═══ Material supplied

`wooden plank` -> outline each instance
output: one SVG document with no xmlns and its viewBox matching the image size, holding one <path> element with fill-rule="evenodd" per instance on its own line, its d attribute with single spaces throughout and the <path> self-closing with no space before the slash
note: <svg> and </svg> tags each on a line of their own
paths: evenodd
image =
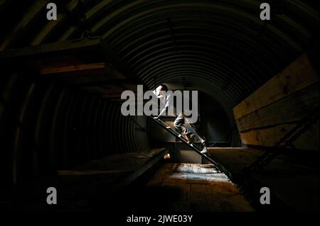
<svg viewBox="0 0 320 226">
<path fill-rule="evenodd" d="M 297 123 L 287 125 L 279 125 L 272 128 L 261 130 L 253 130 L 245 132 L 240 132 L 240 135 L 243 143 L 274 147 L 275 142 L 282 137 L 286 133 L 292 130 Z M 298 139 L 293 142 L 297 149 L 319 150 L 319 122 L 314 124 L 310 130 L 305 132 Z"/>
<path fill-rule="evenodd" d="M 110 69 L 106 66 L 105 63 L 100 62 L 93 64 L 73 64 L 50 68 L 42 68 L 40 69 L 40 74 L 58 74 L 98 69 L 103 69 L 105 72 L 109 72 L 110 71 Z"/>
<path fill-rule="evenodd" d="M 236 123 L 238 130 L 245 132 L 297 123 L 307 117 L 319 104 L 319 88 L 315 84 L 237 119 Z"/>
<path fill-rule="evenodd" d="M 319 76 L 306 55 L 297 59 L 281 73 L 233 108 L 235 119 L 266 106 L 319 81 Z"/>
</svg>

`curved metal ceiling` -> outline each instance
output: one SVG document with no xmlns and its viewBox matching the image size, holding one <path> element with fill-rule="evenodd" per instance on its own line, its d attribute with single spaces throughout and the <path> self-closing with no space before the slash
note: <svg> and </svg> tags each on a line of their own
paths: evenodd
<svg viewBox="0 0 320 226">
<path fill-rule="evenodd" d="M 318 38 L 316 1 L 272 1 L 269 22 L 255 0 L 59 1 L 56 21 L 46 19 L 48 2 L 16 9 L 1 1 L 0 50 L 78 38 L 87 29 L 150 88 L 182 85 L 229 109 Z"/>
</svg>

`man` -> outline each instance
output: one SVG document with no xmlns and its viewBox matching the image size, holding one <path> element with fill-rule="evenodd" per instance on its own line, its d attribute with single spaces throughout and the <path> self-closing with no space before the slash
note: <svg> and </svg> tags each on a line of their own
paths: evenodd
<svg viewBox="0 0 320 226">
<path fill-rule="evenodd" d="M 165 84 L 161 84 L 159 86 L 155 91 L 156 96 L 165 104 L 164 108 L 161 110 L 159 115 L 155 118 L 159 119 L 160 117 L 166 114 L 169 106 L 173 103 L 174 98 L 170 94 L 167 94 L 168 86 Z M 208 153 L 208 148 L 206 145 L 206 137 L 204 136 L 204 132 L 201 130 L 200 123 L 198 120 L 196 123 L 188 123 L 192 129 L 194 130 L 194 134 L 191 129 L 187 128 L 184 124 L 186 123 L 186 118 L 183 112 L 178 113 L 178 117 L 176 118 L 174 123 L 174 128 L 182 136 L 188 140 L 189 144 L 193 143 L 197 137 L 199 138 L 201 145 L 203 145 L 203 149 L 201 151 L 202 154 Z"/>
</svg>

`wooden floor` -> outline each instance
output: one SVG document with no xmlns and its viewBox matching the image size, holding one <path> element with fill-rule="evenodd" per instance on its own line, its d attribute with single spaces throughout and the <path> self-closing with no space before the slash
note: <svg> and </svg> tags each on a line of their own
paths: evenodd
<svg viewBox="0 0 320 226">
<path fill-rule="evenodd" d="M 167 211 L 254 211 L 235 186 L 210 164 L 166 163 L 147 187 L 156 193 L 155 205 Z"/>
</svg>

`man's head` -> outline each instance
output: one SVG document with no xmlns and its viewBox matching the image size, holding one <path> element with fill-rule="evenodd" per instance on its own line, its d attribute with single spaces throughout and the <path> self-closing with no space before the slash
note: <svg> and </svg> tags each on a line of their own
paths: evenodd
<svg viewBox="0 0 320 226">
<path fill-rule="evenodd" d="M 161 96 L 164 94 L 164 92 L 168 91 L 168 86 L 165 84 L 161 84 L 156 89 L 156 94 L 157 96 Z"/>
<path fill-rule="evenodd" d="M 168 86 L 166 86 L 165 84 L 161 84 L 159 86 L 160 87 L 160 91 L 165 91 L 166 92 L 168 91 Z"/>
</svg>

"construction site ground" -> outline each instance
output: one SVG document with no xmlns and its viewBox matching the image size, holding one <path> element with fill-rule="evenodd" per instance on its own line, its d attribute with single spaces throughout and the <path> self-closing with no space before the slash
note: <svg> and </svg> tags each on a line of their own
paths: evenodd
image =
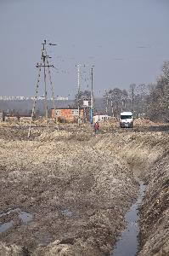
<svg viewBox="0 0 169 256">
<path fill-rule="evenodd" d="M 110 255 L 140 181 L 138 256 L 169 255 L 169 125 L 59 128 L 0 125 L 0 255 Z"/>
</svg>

══════

__Set task__
Print every entry above again without changing a word, and omit the pictures.

__Written answer__
`wooden plank` -> outline each instance
output: one SVG document with no xmlns and its viewBox matching the image size, holding one <path> element with fill-rule="evenodd" per instance on its own line, its d attribute with single spaces throughout and the <path> self-closing with no space before the slash
note: <svg> and </svg> tags each on a line of their own
paths: evenodd
image =
<svg viewBox="0 0 320 226">
<path fill-rule="evenodd" d="M 297 123 L 287 125 L 279 125 L 272 128 L 261 130 L 253 130 L 245 132 L 240 132 L 240 135 L 243 143 L 274 147 L 275 142 L 282 137 L 286 133 L 292 130 Z M 298 139 L 293 142 L 297 149 L 319 150 L 319 122 L 314 124 L 310 130 L 305 132 Z"/>
<path fill-rule="evenodd" d="M 110 69 L 106 66 L 105 63 L 100 62 L 93 64 L 73 64 L 50 68 L 42 68 L 40 69 L 40 74 L 58 74 L 98 69 L 103 69 L 105 72 L 109 72 L 110 71 Z"/>
<path fill-rule="evenodd" d="M 236 123 L 238 130 L 245 132 L 297 123 L 307 117 L 319 104 L 319 88 L 315 84 L 237 119 Z"/>
<path fill-rule="evenodd" d="M 319 76 L 306 55 L 297 59 L 281 73 L 233 108 L 235 119 L 266 106 L 319 81 Z"/>
</svg>

`curved metal ceiling` -> outline each instance
output: one SVG document with no xmlns and its viewBox matching the image size, holding one <path> element with fill-rule="evenodd" per instance on its own line, its d attribute with single spaces throughout and the <path> self-closing with no space before the slash
note: <svg> and </svg> tags each on a line of their own
paths: evenodd
<svg viewBox="0 0 320 226">
<path fill-rule="evenodd" d="M 318 38 L 316 1 L 272 1 L 269 22 L 255 0 L 59 1 L 56 21 L 46 19 L 48 2 L 16 9 L 1 1 L 0 50 L 78 38 L 87 29 L 150 88 L 182 85 L 229 109 Z"/>
</svg>

`man` -> outline each instance
output: one SVG document with no xmlns and its viewBox matching the image size, holding one <path> element with fill-rule="evenodd" per instance on its own line, its d attribute with single spaces throughout and the <path> self-closing with no space before the slash
note: <svg> and </svg> tags each on a line of their own
paths: evenodd
<svg viewBox="0 0 320 226">
<path fill-rule="evenodd" d="M 165 84 L 161 84 L 159 86 L 155 91 L 156 96 L 165 104 L 164 108 L 161 110 L 159 115 L 155 118 L 159 119 L 160 117 L 166 114 L 169 106 L 173 103 L 174 98 L 170 94 L 167 94 L 168 86 Z M 208 153 L 208 148 L 206 145 L 206 137 L 204 136 L 204 132 L 201 130 L 200 123 L 198 120 L 196 123 L 188 123 L 192 129 L 194 130 L 194 134 L 191 129 L 187 128 L 184 124 L 186 123 L 186 118 L 183 112 L 178 113 L 178 117 L 176 118 L 174 123 L 174 128 L 182 136 L 188 140 L 189 144 L 193 143 L 197 137 L 199 138 L 201 145 L 203 145 L 203 149 L 201 151 L 202 154 Z"/>
</svg>

`wooden floor` -> outline each instance
output: one SVG document with no xmlns and its viewBox matching the image size, holding one <path> element with fill-rule="evenodd" per instance on its own line, its d attribute with single spaces throughout and the <path> self-closing with no space before the slash
note: <svg> and </svg> tags each on a line of their own
paths: evenodd
<svg viewBox="0 0 320 226">
<path fill-rule="evenodd" d="M 167 211 L 254 211 L 235 186 L 210 164 L 166 163 L 147 187 L 156 193 L 155 205 Z"/>
</svg>

`man's head` -> outline each instance
output: one SVG document with no xmlns and its viewBox matching the image size, holding one <path> element with fill-rule="evenodd" per instance on its own line, its d attribute with single spaces throughout and the <path> self-closing with no space before the slash
note: <svg> and </svg> tags each on a line of their own
paths: evenodd
<svg viewBox="0 0 320 226">
<path fill-rule="evenodd" d="M 161 96 L 164 94 L 164 92 L 168 91 L 168 86 L 165 84 L 161 84 L 156 89 L 156 94 L 157 96 Z"/>
<path fill-rule="evenodd" d="M 168 86 L 166 86 L 165 84 L 161 84 L 159 86 L 160 87 L 160 91 L 165 91 L 166 92 L 168 91 Z"/>
</svg>

"construction site ground" -> outline each instance
output: one SVG document with no xmlns and its viewBox matching the image size, holding one <path> element with fill-rule="evenodd" per instance on its own line, its d attribute with single spaces throughout and the <path> self-closing with no space before the slash
note: <svg> and </svg> tags each on a line of their own
paths: evenodd
image =
<svg viewBox="0 0 169 256">
<path fill-rule="evenodd" d="M 110 255 L 140 181 L 138 256 L 169 255 L 169 125 L 59 128 L 0 125 L 0 255 Z"/>
</svg>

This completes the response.